**RECORDED INFORMATION:**
• • • • •

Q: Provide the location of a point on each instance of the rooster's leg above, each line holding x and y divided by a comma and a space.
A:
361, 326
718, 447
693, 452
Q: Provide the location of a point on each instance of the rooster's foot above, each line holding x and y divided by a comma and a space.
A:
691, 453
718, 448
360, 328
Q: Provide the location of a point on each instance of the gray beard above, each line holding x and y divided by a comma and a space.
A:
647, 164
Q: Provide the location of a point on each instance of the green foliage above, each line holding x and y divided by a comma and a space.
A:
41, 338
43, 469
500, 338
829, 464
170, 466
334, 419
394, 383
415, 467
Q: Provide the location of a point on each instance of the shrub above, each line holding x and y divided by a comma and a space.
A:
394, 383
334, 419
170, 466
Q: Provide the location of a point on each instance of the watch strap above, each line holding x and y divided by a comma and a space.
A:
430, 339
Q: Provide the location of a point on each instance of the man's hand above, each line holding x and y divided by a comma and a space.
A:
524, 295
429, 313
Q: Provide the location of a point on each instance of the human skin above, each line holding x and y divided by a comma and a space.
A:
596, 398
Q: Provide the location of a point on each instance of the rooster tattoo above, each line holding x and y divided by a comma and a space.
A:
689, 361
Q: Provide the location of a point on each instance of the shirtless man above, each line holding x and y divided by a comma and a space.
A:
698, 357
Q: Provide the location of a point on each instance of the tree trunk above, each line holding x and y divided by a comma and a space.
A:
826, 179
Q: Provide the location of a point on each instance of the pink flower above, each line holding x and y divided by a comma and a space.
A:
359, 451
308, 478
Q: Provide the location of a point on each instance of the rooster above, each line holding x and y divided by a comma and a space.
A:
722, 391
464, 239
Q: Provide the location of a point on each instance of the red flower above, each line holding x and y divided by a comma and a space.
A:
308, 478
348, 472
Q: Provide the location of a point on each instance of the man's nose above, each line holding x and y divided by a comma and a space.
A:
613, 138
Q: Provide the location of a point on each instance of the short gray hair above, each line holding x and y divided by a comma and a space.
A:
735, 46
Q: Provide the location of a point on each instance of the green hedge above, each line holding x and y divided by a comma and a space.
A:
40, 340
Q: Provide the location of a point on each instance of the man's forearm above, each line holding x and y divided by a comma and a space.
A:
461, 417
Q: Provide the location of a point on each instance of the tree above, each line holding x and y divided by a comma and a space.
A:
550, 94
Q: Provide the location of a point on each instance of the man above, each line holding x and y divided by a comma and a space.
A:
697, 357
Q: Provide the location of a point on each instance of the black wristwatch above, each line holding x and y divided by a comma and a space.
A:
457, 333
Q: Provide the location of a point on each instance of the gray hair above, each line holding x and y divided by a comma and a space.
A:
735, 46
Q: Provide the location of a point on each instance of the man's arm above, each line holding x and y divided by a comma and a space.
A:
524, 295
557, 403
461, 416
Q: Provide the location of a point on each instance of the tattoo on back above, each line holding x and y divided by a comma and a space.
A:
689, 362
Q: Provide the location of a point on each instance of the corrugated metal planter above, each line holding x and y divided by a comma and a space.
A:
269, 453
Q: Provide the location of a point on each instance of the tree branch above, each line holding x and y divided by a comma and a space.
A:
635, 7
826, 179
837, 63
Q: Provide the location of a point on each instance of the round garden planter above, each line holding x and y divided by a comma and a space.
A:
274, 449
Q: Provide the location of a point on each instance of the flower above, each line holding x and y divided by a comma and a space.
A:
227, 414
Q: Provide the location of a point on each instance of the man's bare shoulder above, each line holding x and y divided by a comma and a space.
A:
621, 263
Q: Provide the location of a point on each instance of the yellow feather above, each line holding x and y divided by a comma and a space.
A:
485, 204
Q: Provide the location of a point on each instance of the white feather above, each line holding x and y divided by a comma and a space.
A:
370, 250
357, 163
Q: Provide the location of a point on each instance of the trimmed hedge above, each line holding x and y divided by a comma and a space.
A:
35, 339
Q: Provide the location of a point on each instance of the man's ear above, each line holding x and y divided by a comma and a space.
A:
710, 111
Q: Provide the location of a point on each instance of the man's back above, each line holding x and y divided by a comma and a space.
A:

• • • • •

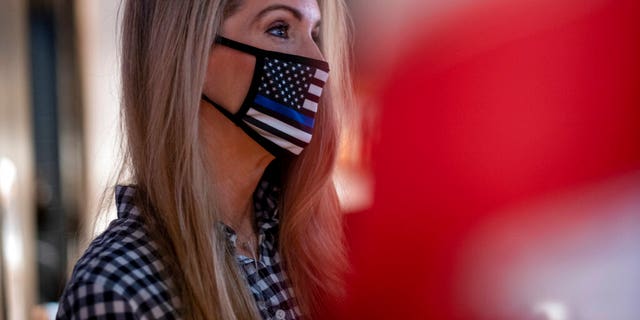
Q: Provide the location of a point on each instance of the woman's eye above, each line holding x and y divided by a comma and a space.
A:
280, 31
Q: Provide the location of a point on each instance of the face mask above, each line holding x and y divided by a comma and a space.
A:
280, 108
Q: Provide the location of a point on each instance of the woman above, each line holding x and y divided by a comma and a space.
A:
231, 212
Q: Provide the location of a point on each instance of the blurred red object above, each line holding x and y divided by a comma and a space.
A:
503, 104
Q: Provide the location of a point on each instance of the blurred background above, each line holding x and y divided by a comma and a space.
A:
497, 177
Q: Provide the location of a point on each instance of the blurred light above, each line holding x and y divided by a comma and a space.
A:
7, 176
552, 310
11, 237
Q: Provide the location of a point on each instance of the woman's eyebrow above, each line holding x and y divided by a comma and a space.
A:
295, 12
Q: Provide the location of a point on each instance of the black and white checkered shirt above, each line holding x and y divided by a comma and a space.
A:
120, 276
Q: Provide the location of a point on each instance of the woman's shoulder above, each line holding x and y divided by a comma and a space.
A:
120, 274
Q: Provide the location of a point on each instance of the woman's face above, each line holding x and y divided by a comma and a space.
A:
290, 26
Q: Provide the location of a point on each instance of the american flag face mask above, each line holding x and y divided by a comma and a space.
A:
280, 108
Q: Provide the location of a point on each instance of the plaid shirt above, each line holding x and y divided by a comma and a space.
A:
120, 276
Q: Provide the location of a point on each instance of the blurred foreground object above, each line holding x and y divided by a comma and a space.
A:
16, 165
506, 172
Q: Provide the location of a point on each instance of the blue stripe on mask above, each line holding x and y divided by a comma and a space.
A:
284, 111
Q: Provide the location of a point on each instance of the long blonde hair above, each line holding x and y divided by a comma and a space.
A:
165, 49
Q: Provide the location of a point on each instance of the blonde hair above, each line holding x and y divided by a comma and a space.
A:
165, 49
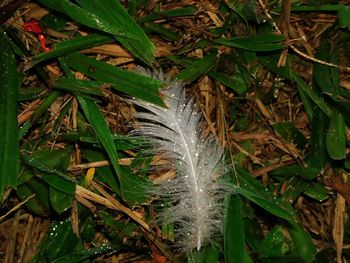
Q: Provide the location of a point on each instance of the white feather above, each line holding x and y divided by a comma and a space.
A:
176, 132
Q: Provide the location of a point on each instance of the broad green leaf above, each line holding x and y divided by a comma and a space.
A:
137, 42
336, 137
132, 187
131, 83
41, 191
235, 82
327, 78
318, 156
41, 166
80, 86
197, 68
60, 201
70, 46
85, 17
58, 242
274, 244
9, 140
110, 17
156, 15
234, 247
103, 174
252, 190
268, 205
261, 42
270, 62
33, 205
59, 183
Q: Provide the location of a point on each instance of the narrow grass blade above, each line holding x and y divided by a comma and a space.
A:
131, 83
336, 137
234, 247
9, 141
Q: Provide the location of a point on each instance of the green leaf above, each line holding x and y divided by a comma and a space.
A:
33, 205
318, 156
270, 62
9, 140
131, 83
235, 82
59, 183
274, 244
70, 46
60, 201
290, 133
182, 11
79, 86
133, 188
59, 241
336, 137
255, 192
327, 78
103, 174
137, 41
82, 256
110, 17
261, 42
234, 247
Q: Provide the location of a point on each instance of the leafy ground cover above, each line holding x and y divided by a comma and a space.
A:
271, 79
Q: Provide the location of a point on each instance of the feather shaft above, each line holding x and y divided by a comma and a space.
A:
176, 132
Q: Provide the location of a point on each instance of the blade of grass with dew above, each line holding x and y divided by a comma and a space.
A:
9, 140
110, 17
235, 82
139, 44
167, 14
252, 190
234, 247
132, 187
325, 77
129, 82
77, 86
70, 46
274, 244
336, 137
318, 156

• • • • •

**DIRECTIVE:**
Select every line of the records above that contains the word "black", and copy each one out.

**EXERCISE ANSWER:**
Q: Provide the location of a point on each instance of the black wristwatch above, each line holding x and y divided by a comma and a space.
Q: Provide the location of a point on each instance of the black and white checkered shirt above, each line holding x and y divided by a comma and a space.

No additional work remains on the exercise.